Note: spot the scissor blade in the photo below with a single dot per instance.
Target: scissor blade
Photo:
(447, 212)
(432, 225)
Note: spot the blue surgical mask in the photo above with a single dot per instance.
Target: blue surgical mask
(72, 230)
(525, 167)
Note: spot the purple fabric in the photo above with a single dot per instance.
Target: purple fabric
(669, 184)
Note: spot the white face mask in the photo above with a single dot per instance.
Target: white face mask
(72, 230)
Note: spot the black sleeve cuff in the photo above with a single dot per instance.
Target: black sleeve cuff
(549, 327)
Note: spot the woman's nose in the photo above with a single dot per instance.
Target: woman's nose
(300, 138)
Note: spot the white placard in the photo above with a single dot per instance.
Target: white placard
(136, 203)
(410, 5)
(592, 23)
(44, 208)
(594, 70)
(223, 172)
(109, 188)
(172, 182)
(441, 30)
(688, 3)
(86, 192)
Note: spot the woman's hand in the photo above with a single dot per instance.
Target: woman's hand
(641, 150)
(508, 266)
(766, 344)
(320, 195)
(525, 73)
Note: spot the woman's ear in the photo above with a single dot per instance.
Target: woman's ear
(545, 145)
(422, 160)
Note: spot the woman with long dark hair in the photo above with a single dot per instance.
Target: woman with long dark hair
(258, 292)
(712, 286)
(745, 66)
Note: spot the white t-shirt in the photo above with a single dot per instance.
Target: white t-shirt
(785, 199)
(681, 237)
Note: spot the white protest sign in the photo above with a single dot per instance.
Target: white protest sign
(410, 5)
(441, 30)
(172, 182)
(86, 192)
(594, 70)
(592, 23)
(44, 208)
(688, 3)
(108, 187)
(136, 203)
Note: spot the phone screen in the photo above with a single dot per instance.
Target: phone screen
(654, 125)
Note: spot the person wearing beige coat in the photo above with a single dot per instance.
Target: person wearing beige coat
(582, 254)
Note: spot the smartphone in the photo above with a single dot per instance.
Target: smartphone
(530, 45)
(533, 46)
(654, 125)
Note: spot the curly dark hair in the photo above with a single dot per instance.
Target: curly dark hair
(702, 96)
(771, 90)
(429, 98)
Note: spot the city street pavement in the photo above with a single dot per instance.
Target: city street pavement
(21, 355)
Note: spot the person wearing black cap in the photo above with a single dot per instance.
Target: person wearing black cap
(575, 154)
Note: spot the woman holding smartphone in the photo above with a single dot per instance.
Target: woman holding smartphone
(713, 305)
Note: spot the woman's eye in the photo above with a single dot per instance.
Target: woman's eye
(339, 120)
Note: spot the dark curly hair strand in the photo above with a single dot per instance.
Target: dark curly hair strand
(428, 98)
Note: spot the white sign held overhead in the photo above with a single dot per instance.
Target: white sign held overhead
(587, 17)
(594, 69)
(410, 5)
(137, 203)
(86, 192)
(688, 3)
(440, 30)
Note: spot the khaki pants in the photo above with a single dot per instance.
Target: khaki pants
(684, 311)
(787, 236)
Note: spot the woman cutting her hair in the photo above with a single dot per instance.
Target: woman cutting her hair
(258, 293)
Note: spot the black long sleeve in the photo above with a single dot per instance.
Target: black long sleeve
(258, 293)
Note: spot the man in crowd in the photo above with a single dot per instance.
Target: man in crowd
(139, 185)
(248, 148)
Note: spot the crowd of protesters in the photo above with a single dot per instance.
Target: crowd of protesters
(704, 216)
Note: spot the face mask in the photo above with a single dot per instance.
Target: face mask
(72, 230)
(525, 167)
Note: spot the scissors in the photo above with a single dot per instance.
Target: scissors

#### Activity
Print the entries exactly.

#### Solution to the problem
Note: spot the scissor blade in the photo below with a single dot per instance.
Target: scissor blade
Photo:
(447, 212)
(432, 225)
Note: spot the blue surgical mask in the photo above with a single dot per instance.
Target: blue surgical mask
(72, 230)
(525, 167)
Note: spot the purple fabric in the photo above with a single dot per instance.
Target: purple fabric
(669, 184)
Note: spot the white face mask in the photo above with a single dot per instance.
Target: white face mask
(72, 230)
Note: spot the black sleeve cuff in the photo above with a single dot per instance.
Target: black sleeve cuff
(549, 327)
Note: spot the woman's nose in the photo above with a single dot per instance.
Target: woman's nose
(300, 138)
Note: spot the white placard in the photo above with a single dot per instance.
Target: white placard
(136, 203)
(410, 5)
(592, 23)
(44, 208)
(594, 70)
(223, 172)
(109, 188)
(172, 182)
(441, 30)
(688, 3)
(86, 192)
Note: spot the woman's hand in the photo above with a single dot per instance.
Target: woman's hand
(641, 150)
(508, 266)
(766, 344)
(320, 195)
(525, 73)
Note: spot the woman's ear in the photo above with a single dot per instance.
Target: woman's ear
(545, 145)
(422, 160)
Note: spot the woman with long dark hair in the photo above with a single dot per instance.
Target: woman with long dark hair
(258, 292)
(712, 286)
(745, 66)
Note: spot the white t-shirt in the photo above with a single dot per instance.
Target: white t-shirt
(785, 199)
(681, 237)
Note: spot the white protest sign in the photo above with a single dot per instance.
Target: white protest sign
(410, 5)
(441, 30)
(172, 182)
(86, 192)
(594, 70)
(592, 23)
(44, 208)
(688, 3)
(108, 187)
(136, 203)
Note: spot the phone screen in the photo above with a single dot per instance.
Target: phone screen
(654, 125)
Note: spot the person wearing beige coat in the photo above with a single dot per instance.
Target: person wearing beige coat
(582, 254)
Note: spot the smartphone in the photo above with a single dot per instance.
Target: smartphone
(530, 45)
(533, 46)
(654, 125)
Note: spot the curly dark hair in the photo above with a single dot per instance.
Target: curly dark hair
(702, 96)
(771, 90)
(429, 98)
Note: spot the city street pavement in the photo above with a single dot per instance.
Target: city street pavement
(21, 355)
Note: spot the person wearing black cap in the photo above with a single dot per instance.
Target: person wearing black cap
(575, 154)
Note: spot the woman holding smartphone in the photo above with a single dot per instance.
Target: woman holding smartphone
(713, 305)
Note: spot the woman's eye in the photo above with a single dot per instance.
Target: woman's eye
(339, 120)
Note: spot the dark curly hair strand in the photo above with a single dot per instance.
Target: dark curly hair strand
(428, 98)
Note: spot the white sign held overhead in the photo above with a single dot per instance.
Target: white sign held overhead
(587, 17)
(594, 69)
(410, 5)
(137, 203)
(86, 192)
(688, 3)
(440, 30)
Note: spot the khaki pants in the photo above with a single dot per instance.
Target: khaki pants
(684, 311)
(787, 236)
Note: spot the woman cutting her hair in the photo above with a single dot per instance.
Target: woman cutting her hair
(258, 293)
Note: spot the black long sleeve in the photo above with a single dot per instance.
Target: black long sleeve
(258, 293)
Note: spot the man in crowd in the photo above with a single dot per instance.
Target: man in crowd
(139, 185)
(248, 148)
Note: spot the crowd of protesters in the photo above with a single dot per instance.
Target: crowd of protesters
(704, 216)
Note: spot the face mask in the photo above with a single dot per instance.
Target: face mask
(72, 230)
(525, 167)
Note: spot the scissors in the photo above with a single dot per instance.
Target: scissors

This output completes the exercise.